Et si le mot "journal" est confirmé par Cavafy lui-même dès la toute première phrase : "Le journal que je me propose de tenir ici ne relatera que des faits, aucune impression ni idée", on est plutôt en présence d'un carnet de notes où il mentionne ce qu'il fait, les lieux qu'il visite, les personnes qu'il rencontre, mais sans aucun commentaire... si ce n'est la température du moment et l'heure du coucher ! Le voyage commence le 13 juin où il embarque à Alexandrie, frôle la Crète sans rien y voir puis Délos (où la quarantaine est imposée) et enfin Athènes le 17 juin. Le retour à Alexandrie, par Brindisi, ayant lieu le 5 août, il aura duré 7 semaines (à peine un mois et demi). Quelles ont été les principales occupations de l'auteur pendant ces jours-là ? Les promenades, les visites à des amis, les rencontres avec bon nombre d'intellectuels pour parler littérature (mais on ne sait jamais laquelle), les dîners et les soirées autour d'un verre, un peu de théâtre et de concerts, souvent des pauses dans la pâtisserie réputée d'Athènes... rien de bien spectaculaire en vérité , seulement la vie quotidienne avec ses menus plaisirs mais toujours la curiosité, la facétie, l'inquiétude, la courtoisie...

Extraits de données sur le pointage d'objets:
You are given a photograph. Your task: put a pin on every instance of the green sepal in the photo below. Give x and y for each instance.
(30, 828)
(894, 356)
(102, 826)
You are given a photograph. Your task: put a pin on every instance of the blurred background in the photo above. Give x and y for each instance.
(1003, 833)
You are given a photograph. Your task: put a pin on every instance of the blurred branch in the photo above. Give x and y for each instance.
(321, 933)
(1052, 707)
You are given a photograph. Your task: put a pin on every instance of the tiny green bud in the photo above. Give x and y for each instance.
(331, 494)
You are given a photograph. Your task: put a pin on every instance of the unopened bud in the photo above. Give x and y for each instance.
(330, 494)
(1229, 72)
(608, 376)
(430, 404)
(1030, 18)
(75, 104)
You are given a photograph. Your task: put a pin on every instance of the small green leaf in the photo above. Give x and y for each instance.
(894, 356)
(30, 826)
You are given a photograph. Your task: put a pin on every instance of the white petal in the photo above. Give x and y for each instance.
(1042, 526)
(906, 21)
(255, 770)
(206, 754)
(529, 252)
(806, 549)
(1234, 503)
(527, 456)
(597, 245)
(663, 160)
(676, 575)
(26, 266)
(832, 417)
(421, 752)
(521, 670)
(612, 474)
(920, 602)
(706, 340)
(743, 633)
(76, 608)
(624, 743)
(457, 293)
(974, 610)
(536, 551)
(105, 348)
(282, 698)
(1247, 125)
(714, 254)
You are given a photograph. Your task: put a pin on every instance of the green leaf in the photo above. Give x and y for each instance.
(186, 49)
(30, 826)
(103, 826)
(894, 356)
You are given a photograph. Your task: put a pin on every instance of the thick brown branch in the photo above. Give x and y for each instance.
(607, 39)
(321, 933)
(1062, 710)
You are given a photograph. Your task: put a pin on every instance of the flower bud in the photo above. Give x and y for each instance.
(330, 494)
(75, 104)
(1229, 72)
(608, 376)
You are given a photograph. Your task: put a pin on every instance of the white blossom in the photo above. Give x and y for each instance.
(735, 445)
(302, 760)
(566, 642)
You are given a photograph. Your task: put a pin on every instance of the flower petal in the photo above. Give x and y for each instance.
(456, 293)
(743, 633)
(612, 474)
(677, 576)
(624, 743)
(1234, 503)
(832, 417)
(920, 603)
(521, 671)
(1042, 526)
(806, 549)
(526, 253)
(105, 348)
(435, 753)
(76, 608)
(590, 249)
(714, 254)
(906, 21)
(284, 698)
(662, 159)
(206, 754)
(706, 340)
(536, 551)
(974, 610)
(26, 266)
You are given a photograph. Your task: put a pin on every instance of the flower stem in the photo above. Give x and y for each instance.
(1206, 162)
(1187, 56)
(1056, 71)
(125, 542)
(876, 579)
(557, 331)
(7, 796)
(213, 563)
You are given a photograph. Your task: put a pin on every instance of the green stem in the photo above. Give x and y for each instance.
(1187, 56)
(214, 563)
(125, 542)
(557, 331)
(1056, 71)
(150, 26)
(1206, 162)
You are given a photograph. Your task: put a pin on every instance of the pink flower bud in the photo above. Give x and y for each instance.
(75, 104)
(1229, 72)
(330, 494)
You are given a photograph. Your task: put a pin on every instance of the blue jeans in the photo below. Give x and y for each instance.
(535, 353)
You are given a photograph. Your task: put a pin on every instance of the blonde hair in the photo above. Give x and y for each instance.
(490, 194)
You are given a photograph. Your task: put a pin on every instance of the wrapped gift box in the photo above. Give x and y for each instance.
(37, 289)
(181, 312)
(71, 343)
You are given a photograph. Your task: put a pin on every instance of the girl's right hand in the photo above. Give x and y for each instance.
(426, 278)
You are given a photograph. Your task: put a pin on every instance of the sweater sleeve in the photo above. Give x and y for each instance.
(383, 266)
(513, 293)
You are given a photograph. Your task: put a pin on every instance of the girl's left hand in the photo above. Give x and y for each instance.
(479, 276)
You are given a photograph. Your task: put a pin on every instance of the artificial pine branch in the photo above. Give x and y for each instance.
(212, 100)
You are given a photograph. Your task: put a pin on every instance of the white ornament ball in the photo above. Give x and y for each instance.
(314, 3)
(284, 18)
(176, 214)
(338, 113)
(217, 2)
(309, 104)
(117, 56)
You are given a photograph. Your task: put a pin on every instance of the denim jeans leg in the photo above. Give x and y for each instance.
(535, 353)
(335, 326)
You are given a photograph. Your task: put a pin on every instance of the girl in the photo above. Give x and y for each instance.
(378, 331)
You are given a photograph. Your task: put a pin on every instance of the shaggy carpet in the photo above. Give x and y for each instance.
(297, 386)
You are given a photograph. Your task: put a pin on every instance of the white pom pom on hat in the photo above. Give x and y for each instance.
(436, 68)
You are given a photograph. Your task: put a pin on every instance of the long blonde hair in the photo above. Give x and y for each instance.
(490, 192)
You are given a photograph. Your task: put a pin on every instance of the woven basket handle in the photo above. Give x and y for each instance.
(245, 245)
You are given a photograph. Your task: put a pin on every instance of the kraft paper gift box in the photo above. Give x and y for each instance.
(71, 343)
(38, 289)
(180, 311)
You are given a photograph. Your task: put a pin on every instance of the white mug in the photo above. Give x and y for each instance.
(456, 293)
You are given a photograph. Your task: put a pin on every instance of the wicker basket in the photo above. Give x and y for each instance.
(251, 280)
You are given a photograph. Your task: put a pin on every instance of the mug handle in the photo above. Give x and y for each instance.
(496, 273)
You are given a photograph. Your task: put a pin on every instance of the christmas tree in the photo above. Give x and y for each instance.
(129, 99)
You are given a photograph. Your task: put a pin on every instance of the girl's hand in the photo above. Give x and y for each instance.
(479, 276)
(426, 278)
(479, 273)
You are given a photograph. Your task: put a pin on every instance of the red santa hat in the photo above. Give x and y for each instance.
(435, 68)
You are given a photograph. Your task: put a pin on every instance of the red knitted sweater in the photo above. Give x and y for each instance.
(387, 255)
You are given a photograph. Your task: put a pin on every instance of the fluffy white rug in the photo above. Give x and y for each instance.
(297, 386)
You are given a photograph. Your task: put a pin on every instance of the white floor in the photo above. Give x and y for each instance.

CONSIGNE
Poursuivez le passage sur le journal de voyage de Cavafy en reprenant juste après sa dernière phrase.

RÉPONSE RÉDIGÉE
Points forts
Les 38 pages qui composent la préface de Lucien d'Azay sont essentielles pour entrer dans l'univers du poète, pour comprendre comment le voyage en Grèce fut un retour aux sources de sa culture "d'homme héllénique". On y découvre un auteur très discret bien que renommé, "champion de l'effacement de soi", et un écrivain méticuleux, corrigeant et remaniant sans cesse ses textes.
Les notes, établies par Lucien d'Azay, sont finalement presque plus intéressantes que le texte lui-même ! Elles précisent tout sur les lieux évoqués, les personnes rencontrées, les bâtiments, les journaux, les écrivains, les personnalités politiques etc.
Les deux articles de presse signés Cavafy méritaient en effet d'accompagner ce "Journal" tant ils font partager les points de vue de Cavafy. Le premier démontre qu'il fut un fervent partisan de la restitution des marbres d'Athènes pillés par Lord Elgin. Le second décrit son admiration pour le premier musée d'antiquités égypto-gréco-romaines d'Alexandrie inauguré en 1892.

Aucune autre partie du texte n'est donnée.